YOUR OBJECTIVE: Scale the records below by multiplying every point coordinate in the answers by 1.8 and rounding each result to a whole number, with halves rounded up. Then write out all the lines again, requests included, and leave the pictures out of your answer.

Items listed in a dataset
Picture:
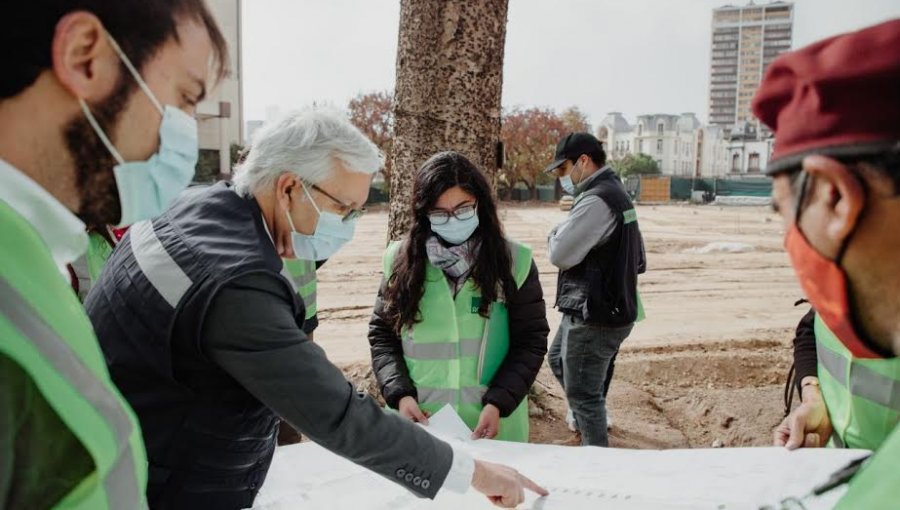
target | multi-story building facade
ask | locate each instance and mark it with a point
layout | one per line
(745, 40)
(220, 115)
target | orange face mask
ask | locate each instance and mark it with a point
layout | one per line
(824, 283)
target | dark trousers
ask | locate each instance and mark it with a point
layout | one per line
(582, 357)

OUTPUT:
Picture:
target | multi-story building facade
ask | locate each instance and mark it with a point
layout | one per line
(1341, 72)
(396, 207)
target | orange face mask
ask | locate each instance and mark it with a point
layout | one per line
(1483, 509)
target | dark trousers
ask | locate each instance and mark it with a point
layout | one per line
(1048, 643)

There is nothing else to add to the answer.